_Written exercise_. Pull out every line in the items below that contains the word "utility".

_Stored dataset items_.

-----

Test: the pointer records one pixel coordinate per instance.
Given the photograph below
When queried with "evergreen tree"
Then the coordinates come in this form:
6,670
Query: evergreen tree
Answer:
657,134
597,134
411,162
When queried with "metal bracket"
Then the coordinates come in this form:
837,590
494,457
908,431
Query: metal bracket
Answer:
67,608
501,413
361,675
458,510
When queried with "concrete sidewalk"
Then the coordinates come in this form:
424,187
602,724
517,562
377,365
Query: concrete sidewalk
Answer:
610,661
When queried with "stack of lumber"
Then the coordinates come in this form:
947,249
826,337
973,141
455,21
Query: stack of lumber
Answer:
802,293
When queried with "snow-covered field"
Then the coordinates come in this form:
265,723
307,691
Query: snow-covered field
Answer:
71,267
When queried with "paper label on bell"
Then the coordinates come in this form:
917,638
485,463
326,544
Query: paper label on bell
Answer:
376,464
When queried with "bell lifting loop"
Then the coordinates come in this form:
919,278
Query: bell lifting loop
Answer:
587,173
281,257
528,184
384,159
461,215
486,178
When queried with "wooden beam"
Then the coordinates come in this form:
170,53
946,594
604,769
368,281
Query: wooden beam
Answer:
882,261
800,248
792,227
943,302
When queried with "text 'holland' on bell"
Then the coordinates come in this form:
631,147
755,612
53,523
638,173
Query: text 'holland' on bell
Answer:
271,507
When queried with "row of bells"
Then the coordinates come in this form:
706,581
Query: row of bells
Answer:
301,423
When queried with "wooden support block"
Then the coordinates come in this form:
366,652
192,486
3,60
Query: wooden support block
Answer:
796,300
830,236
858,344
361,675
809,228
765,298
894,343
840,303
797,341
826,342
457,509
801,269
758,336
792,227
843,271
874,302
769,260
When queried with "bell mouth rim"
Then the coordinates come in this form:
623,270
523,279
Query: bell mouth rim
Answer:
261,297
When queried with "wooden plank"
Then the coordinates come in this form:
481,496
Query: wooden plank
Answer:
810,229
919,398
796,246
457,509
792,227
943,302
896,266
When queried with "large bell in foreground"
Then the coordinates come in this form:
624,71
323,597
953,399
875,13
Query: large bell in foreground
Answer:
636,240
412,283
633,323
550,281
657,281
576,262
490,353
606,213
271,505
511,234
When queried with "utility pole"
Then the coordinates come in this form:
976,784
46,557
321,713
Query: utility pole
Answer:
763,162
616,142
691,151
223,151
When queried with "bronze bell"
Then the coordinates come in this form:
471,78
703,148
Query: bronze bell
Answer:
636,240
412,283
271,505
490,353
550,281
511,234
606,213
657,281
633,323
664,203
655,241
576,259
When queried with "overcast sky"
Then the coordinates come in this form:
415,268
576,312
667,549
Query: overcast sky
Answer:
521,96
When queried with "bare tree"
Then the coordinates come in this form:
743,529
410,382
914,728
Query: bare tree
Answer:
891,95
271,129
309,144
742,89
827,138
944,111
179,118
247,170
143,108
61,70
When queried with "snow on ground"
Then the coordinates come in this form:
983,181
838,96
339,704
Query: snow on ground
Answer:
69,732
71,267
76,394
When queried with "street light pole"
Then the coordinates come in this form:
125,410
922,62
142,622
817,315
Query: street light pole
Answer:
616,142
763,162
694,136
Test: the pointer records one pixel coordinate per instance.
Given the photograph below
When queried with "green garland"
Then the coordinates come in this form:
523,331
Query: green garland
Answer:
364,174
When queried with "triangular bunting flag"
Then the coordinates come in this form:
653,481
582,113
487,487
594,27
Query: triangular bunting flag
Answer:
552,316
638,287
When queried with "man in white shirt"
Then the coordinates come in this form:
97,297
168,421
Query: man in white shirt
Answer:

-----

_Answer to this exercise_.
When queried with "utility pole"
Query: utility pole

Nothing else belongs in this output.